§ WHAT YOU HAVE TO DO
Format every line of the rows below as a JSON list of strings, one string per line, with blank lines skipped. Leave the pictures out of the list.

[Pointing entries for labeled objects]
-- -- --
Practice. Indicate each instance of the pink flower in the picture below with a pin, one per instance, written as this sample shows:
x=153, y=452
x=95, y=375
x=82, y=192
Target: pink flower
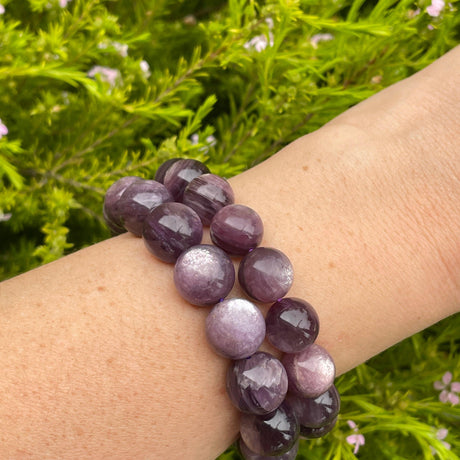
x=356, y=439
x=448, y=389
x=435, y=8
-- -- --
§ FINAL RESULT
[
  "Practice. Indicate each instance of the pink flower in the picture below with a pin, one per instance, written as this sample shows:",
  "x=153, y=452",
  "x=95, y=375",
  "x=82, y=192",
  "Target: pink flower",
  "x=356, y=439",
  "x=448, y=389",
  "x=435, y=8"
]